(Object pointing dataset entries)
━━━━━━━━━━━━━━━━

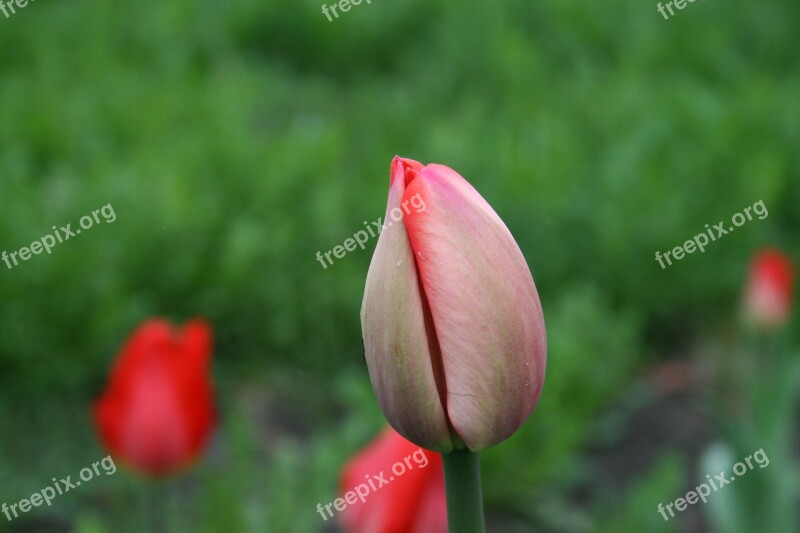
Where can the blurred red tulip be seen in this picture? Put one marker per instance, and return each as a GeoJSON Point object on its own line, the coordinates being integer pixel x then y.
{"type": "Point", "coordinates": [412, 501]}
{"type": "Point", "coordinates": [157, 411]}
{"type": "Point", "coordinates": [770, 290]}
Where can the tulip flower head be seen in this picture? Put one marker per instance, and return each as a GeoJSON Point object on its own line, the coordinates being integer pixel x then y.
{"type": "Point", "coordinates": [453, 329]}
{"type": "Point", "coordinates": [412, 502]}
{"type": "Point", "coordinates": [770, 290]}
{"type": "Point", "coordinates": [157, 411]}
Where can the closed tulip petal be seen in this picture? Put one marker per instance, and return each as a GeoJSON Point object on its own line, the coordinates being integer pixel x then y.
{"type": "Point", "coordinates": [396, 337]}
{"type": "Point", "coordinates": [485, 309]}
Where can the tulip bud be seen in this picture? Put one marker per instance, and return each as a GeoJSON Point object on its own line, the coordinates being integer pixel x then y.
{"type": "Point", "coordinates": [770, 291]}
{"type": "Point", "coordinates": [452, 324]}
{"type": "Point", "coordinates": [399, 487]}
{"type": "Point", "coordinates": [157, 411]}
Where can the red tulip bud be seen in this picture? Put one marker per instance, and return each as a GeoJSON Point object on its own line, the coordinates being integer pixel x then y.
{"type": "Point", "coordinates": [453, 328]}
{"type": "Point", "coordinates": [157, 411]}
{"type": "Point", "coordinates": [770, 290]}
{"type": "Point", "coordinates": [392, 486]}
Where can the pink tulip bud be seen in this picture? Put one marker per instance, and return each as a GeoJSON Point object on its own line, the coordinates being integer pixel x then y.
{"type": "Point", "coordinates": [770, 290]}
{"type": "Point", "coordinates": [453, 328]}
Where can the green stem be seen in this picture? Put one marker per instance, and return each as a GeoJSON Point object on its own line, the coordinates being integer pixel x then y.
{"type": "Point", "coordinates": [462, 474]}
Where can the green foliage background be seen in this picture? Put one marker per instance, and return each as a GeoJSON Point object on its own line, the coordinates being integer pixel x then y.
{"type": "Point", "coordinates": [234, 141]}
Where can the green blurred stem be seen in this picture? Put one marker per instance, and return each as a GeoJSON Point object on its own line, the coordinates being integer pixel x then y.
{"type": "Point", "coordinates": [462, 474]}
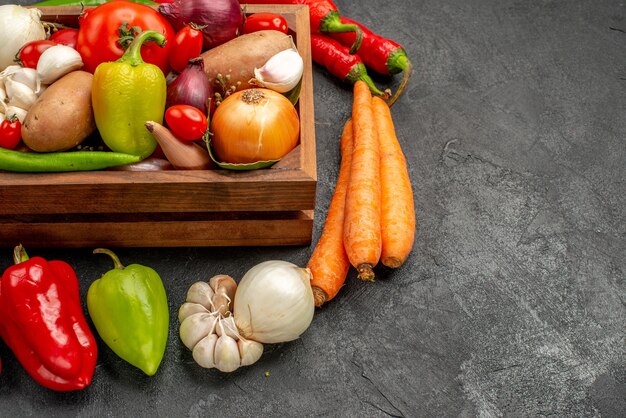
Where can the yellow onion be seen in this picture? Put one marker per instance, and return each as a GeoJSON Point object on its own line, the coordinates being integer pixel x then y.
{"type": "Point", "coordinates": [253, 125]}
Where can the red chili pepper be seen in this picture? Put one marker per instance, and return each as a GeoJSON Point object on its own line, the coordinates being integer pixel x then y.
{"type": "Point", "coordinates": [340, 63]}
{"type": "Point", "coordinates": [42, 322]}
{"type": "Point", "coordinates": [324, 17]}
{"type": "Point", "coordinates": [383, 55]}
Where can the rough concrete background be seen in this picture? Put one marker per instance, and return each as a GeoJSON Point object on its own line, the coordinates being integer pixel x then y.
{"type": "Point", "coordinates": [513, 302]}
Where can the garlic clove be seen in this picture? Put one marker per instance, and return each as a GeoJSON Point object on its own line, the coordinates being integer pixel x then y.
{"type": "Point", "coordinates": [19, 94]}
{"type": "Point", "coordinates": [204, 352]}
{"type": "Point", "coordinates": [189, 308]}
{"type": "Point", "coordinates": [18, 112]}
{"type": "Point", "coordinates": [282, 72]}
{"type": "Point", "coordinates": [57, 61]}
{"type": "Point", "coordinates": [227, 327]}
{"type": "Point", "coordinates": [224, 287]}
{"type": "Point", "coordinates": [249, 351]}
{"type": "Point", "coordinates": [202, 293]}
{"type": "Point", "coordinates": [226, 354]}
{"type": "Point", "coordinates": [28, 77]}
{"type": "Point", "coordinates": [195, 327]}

━━━━━━━━━━━━━━━━

§ What you need to do: Copy out all the entries again, switching "one marker per instance" to "a separate marker for each instance" everywhere and changing nothing else. Leave the pictures out.

§ Expected answer:
Where can the blurred red tulip be seen in this picture? Put a separate marker for each instance, and return each as a GeoJSON Point object on its own line, the coordinates being integer pixel x then y.
{"type": "Point", "coordinates": [412, 501]}
{"type": "Point", "coordinates": [157, 411]}
{"type": "Point", "coordinates": [770, 290]}
Where can the tulip flower head be seen in this picture? Put a separate marker for each instance, and return each as a GeoJSON Point object on its own line, the coordinates being integer pixel x then y.
{"type": "Point", "coordinates": [453, 329]}
{"type": "Point", "coordinates": [412, 502]}
{"type": "Point", "coordinates": [770, 290]}
{"type": "Point", "coordinates": [157, 411]}
Where can the closed tulip petal be seen in this picture? Put a separate marker for each instance, and return each as a GeoJSON Point object on its own line, the coordinates being integer pixel x then y.
{"type": "Point", "coordinates": [396, 337]}
{"type": "Point", "coordinates": [485, 309]}
Where can the tulip bud be seen in this picture? Put a separate marker for each instance, and return each as a GeoJSON Point object on its own line, the coordinates being integer pixel x then y.
{"type": "Point", "coordinates": [770, 291]}
{"type": "Point", "coordinates": [452, 324]}
{"type": "Point", "coordinates": [399, 487]}
{"type": "Point", "coordinates": [157, 411]}
Where can the red tulip bud be seen in this picture? Put a separate marker for each instance, and return each as a GeoJSON Point object on its own line, the coordinates being integer pixel x then y.
{"type": "Point", "coordinates": [453, 328]}
{"type": "Point", "coordinates": [157, 411]}
{"type": "Point", "coordinates": [770, 290]}
{"type": "Point", "coordinates": [392, 486]}
Where can the pink tulip bud be seen in this picture? Put a separate marker for each instance, and return each as a GeoJSON Point object on its own line, the coordinates being integer pixel x then y.
{"type": "Point", "coordinates": [770, 290]}
{"type": "Point", "coordinates": [453, 328]}
Where can the green stem be seen in this picture? Put a separate marker for each instance, and return each as a GeoJSON Point object on its own line, the coordinates being integer pixel x then y.
{"type": "Point", "coordinates": [462, 474]}
Where can the green foliage background be seen in this picture? Put a separate marker for each instance, and return each as a GeoJSON Point object on its own line, the coordinates being integer pixel x then y.
{"type": "Point", "coordinates": [234, 141]}
Where can the green blurred stem be seen in this picture? Put a separate marker for each instance, and return each as a GeoJSON Point object on its own line, the coordinates being integer pixel x then y.
{"type": "Point", "coordinates": [462, 474]}
Where can the yellow onion be seen in this picture? Put a separate marker for each instance, and return each as a GeoJSON Point object on its own line, the coordinates being integer pixel x then y.
{"type": "Point", "coordinates": [253, 125]}
Where can the red chili pepper be seen in this picture? Put a separate marker for each instance, and return each as a GeoJSON Point object on its own line, the coordinates being integer pixel x then y.
{"type": "Point", "coordinates": [340, 63]}
{"type": "Point", "coordinates": [42, 322]}
{"type": "Point", "coordinates": [324, 17]}
{"type": "Point", "coordinates": [383, 55]}
Where can the rough concrete background be seen in this picture? Put a separate marker for each instance, and return each as a GeoJSON Point object on its own line, the coordinates being integer pixel x then y.
{"type": "Point", "coordinates": [513, 302]}
Where can the garlic clove be seen in this picture? Put a separate marker for each instance, and return each as a GeoJSON Point object on its own line, the coordinates being integer pixel x then y.
{"type": "Point", "coordinates": [19, 94]}
{"type": "Point", "coordinates": [204, 352]}
{"type": "Point", "coordinates": [189, 308]}
{"type": "Point", "coordinates": [18, 112]}
{"type": "Point", "coordinates": [282, 72]}
{"type": "Point", "coordinates": [57, 61]}
{"type": "Point", "coordinates": [227, 327]}
{"type": "Point", "coordinates": [224, 287]}
{"type": "Point", "coordinates": [249, 351]}
{"type": "Point", "coordinates": [202, 293]}
{"type": "Point", "coordinates": [226, 354]}
{"type": "Point", "coordinates": [28, 77]}
{"type": "Point", "coordinates": [195, 327]}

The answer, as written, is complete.